Problems
1 – Reproduce the part of the voice cloning page starting at "Skip to main" and ending at "for text-to-speech generation.".
2 – Answer these questions using the voice cloning page:
(a) What is the maximum size allowed for the audio file?
(b) What does the API return when there is no active plan?
(c) What format must the language code follow?
3 – Write the next section of the voice cloning page, picking up right after its final line.

Skip to main content

Overview

Voice cloning allows you to create custom voices from audio samples. Upload a recording or record directly in the browser to generate a voice that can be used for text-to-speech generation.

Requirements

Voice creation requires an active subscription. The API will return SUBSCRIPTION_REQUIRED (403) without an active plan.

Audio Requirements

file
File
required
Audio file containing the voice sample
  • Maximum size: 20 MB
  • Minimum duration: 10 seconds
  • Supported formats: All audio formats (WAV, MP3, M4A, FLAC, etc.)
  • Content-Type: Must match actual audio format
Audio files shorter than 10 seconds will be rejected with error: Audio too short (X.Xs). Minimum duration is 10 seconds.

Voice Metadata

name
string
required
Display name for the voice
  • Minimum length: 1 character
  • This name will appear in voice selectors
category
enum
required
Voice category for organizationAvailable categories:
  • AUDIOBOOK - Audiobook narration
  • CONVERSATIONAL - Natural conversation
  • CUSTOMER_SERVICE - Support and service
  • GENERAL - General purpose (default)
  • NARRATIVE - Storytelling
  • CHARACTERS - Character voices
  • MEDITATION - Calm and soothing
  • MOTIVATIONAL - Energetic and inspiring
  • PODCAST - Podcast hosting
  • ADVERTISING - Marketing and ads
  • VOICEOVER - Professional voiceover
  • CORPORATE - Business presentations
language
string
required
Language code for the voice
  • Format: BCP 47 language tag (e.g., en-US, es-MX, fr-FR)

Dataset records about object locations

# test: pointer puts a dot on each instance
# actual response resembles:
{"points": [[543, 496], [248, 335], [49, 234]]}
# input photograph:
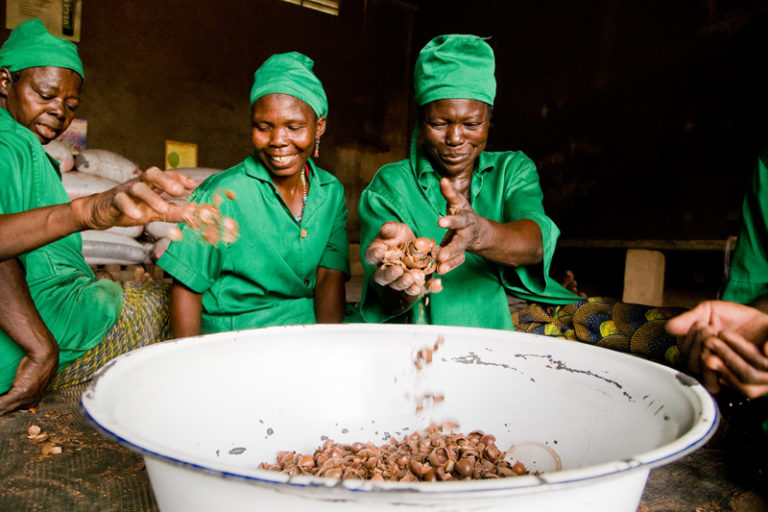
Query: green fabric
{"points": [[291, 74], [268, 276], [455, 66], [30, 45], [78, 310], [505, 187], [748, 278]]}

Results for the exercise
1 –
Skip to main content

Overview

Voice cloning allows you to create custom voices from audio samples. Upload a recording or record directly in the browser to generate a voice that can be used for text-to-speech generation.

2 –
(a) 20 MB
(b) SUBSCRIPTION_REQUIRED (403)
(c) A BCP 47 language tag (e.g., en-US, es-MX, fr-FR)

3 –
  • Default: en-US
  • Supports all locale-codes locales with region (e.g., en-US, not just en)
description
string
Optional description of the voice characteristics
  • Helps identify and organize voices
  • Searchable in voice library

Creation Methods

Upload an existing audio file from your device.
1

Select upload method

Click the “Upload” tab in the voice creation dialog.
2

Choose file

  • Click “Upload file” or drag and drop
  • File must be under 20 MB
  • Preview and playback available after upload
3

Fill metadata

  • Enter voice name
  • Select category
  • Choose language
  • Add optional description
4

Create voice

Click “Create Voice” to process and upload the audio.
// File dropzone configuration
const dropzone = useDropzone({
  accept: { "audio/*": [] },
  maxSize: 20 * 1024 * 1024, // 20 MB
  multiple: false,
  onDrop: (acceptedFiles) => {
    if (acceptedFiles.length > 0) {
      onFileChange(acceptedFiles[0]);
    }
  },
});

API Workflow

Voice creation uses a REST API endpoint (not tRPC) due to file upload requirements:

Endpoint

POST /api/voices/create

Request Format

// Query parameters
const params = new URLSearchParams({
  name: "My Voice",
  category: "CONVERSATIONAL",
  language: "en-US",
  description: "A friendly conversational voice", // optional
});

// Request body: raw audio file
const response = await fetch(`/api/voices/create?${params.toString()}`, {
  method: "POST",
  headers: { 
    "Content-Type": file.type, // e.g., "audio/wav"
  },
  body: file, // File object
});

Validation Steps

The API performs several validation checks:
1

Authentication

Verify user is authenticated (Clerk auth)
2

Subscription check

Confirm active subscription exists in Polar
3

Input validation

Validate query parameters match schema
4

File size check

Ensure file is under 20 MB limit
5

Audio format validation

Parse audio metadata using music-metadata
6

Duration check

Verify audio is at least 10 seconds long
7

Database creation

Create voice record with variant CUSTOM
8

Cloud upload

Upload audio to R2 storage at voices/orgs/{orgId}/{voiceId}
9

Update record

Store R2 object key in database
10

Usage tracking

Send voice_creation event to Polar (fire-and-forget)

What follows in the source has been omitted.